Would you copy out, exactly as written, each line from the one containing "The component shall return one point per instance of the yellow" to the end of the records below?

(Record excerpts)

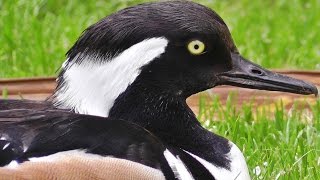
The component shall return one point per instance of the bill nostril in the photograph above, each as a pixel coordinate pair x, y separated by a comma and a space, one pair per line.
257, 72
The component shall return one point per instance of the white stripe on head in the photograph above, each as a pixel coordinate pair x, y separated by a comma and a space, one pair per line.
179, 169
238, 166
91, 87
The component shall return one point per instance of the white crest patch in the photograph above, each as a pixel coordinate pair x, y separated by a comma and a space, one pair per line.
12, 165
179, 169
238, 166
92, 87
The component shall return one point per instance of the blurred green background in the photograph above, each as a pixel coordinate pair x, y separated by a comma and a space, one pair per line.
36, 34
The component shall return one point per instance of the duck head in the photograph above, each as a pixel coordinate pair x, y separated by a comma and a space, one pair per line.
177, 47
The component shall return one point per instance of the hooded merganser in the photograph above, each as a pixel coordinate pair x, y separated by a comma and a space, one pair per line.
137, 67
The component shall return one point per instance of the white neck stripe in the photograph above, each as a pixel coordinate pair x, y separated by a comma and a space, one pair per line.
91, 88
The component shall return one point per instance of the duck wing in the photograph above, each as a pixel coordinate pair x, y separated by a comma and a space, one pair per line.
9, 104
27, 134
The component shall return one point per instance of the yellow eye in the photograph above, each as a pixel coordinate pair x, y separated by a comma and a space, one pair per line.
196, 47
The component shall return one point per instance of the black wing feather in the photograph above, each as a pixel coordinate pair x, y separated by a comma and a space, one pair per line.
36, 133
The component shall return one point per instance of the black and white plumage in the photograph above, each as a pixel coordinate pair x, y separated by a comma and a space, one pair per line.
135, 67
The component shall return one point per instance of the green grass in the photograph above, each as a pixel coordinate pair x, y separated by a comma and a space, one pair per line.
35, 34
280, 143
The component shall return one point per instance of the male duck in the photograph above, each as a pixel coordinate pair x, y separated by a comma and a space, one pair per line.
137, 67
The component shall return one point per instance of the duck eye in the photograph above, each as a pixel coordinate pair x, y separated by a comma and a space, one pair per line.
196, 47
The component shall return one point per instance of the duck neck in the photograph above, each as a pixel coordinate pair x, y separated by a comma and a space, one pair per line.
169, 118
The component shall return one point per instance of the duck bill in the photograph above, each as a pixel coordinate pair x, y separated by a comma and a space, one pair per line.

(End Record excerpts)

▸ **Finished task**:
The component shall return one point per instance of the yellow eye in the photograph above, each as a pixel coordinate pair x, y separated by a comma and a space, one pair per line.
196, 47
The component shall return one point per instance of the black wing feather in the photograph above, each as a pixel coordinate pair x, y separated by a comma and a space, one pair per line.
36, 133
The component shall return one point per instance of the black and white plumage in the photograph above, each as a pixel coordinate pair x, y separated by a comma and a space, one pair per line.
135, 67
The component shall return one point per instance of the green grass in the photograph above, each as a pixel coordinate pair x, y separated by a comma and a space, one pair per line.
35, 34
280, 143
The component shall return one point per instance of the male duck in the photograph above, each as a pixel coordinate pair x, y separated by a comma and a space, one pair per line.
137, 67
The component shall return one point per instance of the duck eye in the photograph above, each as a pixel coordinate pair x, y separated by a comma and a space, one pair per line.
196, 47
The component shall return one point per instance of the duck neck in the photograph above, each as a pixel coordinate pair x, y separated by a comma and a space, one pair per line.
169, 118
The component shall return one point per instance of the duck bill in the photograph above, each as a pixel coordinate pair x, y separated by a comma and a space, one pair per line.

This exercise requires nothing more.